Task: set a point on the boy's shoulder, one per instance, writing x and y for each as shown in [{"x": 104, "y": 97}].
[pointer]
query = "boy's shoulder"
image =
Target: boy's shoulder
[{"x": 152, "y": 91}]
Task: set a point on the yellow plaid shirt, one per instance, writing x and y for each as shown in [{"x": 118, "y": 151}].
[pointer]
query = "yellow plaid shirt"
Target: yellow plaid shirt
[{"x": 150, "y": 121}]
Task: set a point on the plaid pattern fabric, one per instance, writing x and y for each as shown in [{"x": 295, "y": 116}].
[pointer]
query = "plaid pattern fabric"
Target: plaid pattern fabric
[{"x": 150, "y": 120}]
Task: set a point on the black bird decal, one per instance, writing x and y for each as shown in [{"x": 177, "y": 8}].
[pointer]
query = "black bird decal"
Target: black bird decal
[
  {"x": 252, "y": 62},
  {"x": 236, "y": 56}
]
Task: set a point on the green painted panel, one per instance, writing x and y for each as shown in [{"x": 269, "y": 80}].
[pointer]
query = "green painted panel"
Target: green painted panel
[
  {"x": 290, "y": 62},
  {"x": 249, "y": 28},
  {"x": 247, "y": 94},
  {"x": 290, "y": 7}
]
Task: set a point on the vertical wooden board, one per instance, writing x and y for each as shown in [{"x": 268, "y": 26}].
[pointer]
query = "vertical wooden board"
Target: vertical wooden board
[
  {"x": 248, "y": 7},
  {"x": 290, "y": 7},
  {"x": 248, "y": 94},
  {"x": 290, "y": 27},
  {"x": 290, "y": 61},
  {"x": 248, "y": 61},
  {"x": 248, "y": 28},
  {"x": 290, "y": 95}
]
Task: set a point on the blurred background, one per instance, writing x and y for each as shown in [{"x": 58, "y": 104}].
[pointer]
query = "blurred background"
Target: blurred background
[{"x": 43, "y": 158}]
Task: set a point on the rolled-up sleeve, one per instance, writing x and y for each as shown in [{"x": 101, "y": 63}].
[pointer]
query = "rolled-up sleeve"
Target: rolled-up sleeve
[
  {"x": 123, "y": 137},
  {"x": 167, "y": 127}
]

• **CHALLENGE**
Reproduce every line of the material above, without changing anything.

• **SOLUTION**
Task: set a point on the boy's shoulder, one per instance, writing x and y for each as shown in [{"x": 104, "y": 97}].
[pointer]
query = "boy's shoulder"
image =
Target: boy's shoulder
[{"x": 152, "y": 91}]
Task: set a point on the yellow plaid shirt, one per instance, writing x and y for each as shown in [{"x": 118, "y": 151}].
[pointer]
query = "yellow plaid shirt"
Target: yellow plaid shirt
[{"x": 150, "y": 121}]
Task: set a point on the plaid pattern fabric, one per instance, writing x and y for each as shown in [{"x": 295, "y": 116}].
[pointer]
query = "plaid pattern fabric"
Target: plaid pattern fabric
[{"x": 150, "y": 120}]
Task: set a point on the black bird decal, one per instance, writing x and y for each as shown in [{"x": 177, "y": 8}].
[pointer]
query = "black bird decal"
Target: black bird decal
[
  {"x": 252, "y": 62},
  {"x": 236, "y": 56}
]
Task: set a point on the green painted panel, one per instance, writing x and y for each as shown in [{"x": 269, "y": 80}].
[pointer]
query = "green painted panel"
Target: green painted panel
[
  {"x": 290, "y": 62},
  {"x": 249, "y": 28},
  {"x": 247, "y": 94},
  {"x": 290, "y": 7}
]
Task: set a point on the vertical wooden board, one per instance, writing x and y for each as shown in [{"x": 268, "y": 26}].
[pointer]
query = "vertical wooden board"
Target: vertical wooden board
[
  {"x": 248, "y": 7},
  {"x": 290, "y": 7},
  {"x": 248, "y": 94},
  {"x": 290, "y": 27},
  {"x": 290, "y": 61},
  {"x": 248, "y": 61},
  {"x": 248, "y": 28},
  {"x": 290, "y": 95}
]
Task: set a point on the blurred background, one per instance, writing x and y for each as shown in [{"x": 58, "y": 104}].
[pointer]
query = "blurred background"
Target: blurred background
[{"x": 43, "y": 158}]
Task: set a point on the rolled-up sleeve, one per instance, writing x and y for each as shown in [{"x": 101, "y": 63}].
[pointer]
query = "rolled-up sleeve"
Target: rolled-up sleeve
[
  {"x": 123, "y": 137},
  {"x": 167, "y": 127}
]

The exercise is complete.